§ **Goal**:
Rewrite the stretch of lines from the start through the line containing "322 1166 L 326", requests included. Multiply every coordinate in the answers by 0.5 and round to whole numbers, rounding halves up, but leave the numbers in the requests and format samples unchanged.

▶

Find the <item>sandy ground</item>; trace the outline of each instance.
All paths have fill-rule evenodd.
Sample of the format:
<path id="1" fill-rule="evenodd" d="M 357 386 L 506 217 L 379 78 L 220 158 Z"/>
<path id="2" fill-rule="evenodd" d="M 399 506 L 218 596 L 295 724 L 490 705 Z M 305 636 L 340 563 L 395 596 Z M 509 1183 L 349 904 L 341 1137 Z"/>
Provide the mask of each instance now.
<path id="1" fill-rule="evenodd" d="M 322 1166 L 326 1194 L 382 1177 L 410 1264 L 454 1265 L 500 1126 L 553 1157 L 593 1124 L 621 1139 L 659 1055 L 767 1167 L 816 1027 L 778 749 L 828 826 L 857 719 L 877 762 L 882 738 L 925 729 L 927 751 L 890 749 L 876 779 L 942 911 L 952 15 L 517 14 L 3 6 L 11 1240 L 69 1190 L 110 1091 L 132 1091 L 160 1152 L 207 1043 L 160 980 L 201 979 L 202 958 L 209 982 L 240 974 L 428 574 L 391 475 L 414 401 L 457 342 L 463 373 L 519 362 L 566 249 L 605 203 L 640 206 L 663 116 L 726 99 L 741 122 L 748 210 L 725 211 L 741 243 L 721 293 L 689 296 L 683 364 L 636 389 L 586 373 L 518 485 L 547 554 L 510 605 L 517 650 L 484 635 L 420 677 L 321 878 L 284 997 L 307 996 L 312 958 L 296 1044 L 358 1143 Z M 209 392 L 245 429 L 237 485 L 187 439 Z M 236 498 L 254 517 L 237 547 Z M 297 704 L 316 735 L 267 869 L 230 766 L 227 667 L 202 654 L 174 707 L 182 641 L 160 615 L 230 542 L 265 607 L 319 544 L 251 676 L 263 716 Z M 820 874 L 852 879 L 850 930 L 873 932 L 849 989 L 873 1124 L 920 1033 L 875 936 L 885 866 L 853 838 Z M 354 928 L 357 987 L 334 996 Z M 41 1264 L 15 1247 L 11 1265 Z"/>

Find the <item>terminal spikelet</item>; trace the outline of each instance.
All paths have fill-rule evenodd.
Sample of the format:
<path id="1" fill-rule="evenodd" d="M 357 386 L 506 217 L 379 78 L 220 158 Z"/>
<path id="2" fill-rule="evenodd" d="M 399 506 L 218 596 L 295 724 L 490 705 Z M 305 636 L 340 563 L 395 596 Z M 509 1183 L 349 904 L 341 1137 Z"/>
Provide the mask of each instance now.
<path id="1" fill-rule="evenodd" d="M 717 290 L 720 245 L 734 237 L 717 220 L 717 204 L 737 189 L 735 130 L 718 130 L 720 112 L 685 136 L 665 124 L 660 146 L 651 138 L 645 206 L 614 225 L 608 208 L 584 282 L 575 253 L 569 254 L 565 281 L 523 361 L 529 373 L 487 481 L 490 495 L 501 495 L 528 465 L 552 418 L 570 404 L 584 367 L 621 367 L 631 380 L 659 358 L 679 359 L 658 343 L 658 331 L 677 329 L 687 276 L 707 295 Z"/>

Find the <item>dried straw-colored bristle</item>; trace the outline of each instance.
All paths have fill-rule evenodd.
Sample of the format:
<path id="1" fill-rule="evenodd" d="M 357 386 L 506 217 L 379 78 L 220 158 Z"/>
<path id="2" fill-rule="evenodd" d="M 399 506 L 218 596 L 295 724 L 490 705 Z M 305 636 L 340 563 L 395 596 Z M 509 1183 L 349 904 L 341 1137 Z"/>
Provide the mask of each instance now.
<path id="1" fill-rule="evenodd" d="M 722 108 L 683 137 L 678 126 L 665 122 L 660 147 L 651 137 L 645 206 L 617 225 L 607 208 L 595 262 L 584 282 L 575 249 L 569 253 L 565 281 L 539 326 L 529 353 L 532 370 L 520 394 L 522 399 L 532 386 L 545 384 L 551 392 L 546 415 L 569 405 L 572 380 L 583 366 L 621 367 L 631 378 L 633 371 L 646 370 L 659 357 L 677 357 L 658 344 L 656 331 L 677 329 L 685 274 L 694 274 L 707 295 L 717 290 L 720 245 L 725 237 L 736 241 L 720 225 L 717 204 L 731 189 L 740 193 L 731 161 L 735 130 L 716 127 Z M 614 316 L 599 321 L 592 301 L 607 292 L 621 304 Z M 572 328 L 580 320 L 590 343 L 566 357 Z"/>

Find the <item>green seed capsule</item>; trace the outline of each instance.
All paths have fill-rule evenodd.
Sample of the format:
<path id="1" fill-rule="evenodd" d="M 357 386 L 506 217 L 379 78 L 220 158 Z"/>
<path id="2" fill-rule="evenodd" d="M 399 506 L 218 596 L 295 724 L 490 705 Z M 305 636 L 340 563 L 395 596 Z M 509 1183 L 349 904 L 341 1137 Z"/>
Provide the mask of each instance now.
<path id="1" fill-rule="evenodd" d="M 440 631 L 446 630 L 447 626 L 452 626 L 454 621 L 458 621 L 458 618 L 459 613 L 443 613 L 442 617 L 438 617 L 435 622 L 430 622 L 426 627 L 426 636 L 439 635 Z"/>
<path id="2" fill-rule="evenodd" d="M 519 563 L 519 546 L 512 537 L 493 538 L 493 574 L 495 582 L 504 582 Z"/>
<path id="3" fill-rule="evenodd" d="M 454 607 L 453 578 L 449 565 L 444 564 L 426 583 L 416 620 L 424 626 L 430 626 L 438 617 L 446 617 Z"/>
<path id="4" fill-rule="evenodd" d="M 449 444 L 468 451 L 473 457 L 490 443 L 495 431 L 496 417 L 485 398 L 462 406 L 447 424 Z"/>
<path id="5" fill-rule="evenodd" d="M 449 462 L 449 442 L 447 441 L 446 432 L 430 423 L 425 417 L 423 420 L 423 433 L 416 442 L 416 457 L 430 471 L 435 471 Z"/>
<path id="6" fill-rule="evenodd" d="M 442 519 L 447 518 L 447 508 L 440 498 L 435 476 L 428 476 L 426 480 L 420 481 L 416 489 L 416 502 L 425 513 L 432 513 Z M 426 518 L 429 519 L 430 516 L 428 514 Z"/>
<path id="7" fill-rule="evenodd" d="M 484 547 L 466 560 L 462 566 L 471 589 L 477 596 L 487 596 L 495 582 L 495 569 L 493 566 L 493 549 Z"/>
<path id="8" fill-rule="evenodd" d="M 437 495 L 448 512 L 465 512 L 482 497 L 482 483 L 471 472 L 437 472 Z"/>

◀

§ **Response for this exercise**:
Find the <item>sandy ground</item>; trace the outline of each instance.
All paths have fill-rule evenodd.
Sample of the format:
<path id="1" fill-rule="evenodd" d="M 357 386 L 506 217 L 379 78 L 220 158 Z"/>
<path id="2" fill-rule="evenodd" d="M 399 506 L 218 596 L 295 724 L 490 705 Z M 305 636 L 340 563 L 395 596 Z M 509 1183 L 349 904 L 341 1137 Z"/>
Provide the mask of each instance now.
<path id="1" fill-rule="evenodd" d="M 161 583 L 163 597 L 191 589 L 205 632 L 227 633 L 250 563 L 277 579 L 297 562 L 311 570 L 330 528 L 384 584 L 408 514 L 389 375 L 414 413 L 429 360 L 439 381 L 441 369 L 463 365 L 464 376 L 445 375 L 438 390 L 471 456 L 476 8 L 259 7 L 2 3 L 6 620 L 35 595 L 55 546 L 66 546 L 80 576 L 104 522 L 80 490 L 101 490 L 101 479 L 105 491 L 120 487 L 214 287 L 196 238 L 207 201 L 229 171 L 232 187 L 260 181 L 283 125 L 303 102 L 320 103 L 332 58 L 363 50 L 371 61 L 374 105 L 363 106 L 371 122 L 361 147 L 345 148 L 342 182 L 318 195 L 293 187 L 259 243 L 274 277 L 255 303 L 259 325 L 242 318 L 210 339 L 161 439 L 142 499 L 154 498 L 156 479 L 148 522 L 179 572 Z M 105 196 L 123 215 L 119 243 L 94 220 Z M 118 249 L 127 259 L 119 274 Z M 149 352 L 158 368 L 134 435 L 115 383 L 114 334 L 101 327 L 87 354 L 91 321 L 80 308 L 115 271 L 133 304 L 160 272 L 126 338 L 132 358 Z M 410 437 L 426 440 L 425 465 L 437 466 L 425 495 L 437 562 L 460 517 L 438 468 L 443 433 L 427 419 Z M 177 464 L 179 494 L 167 498 Z M 21 632 L 8 624 L 6 633 Z"/>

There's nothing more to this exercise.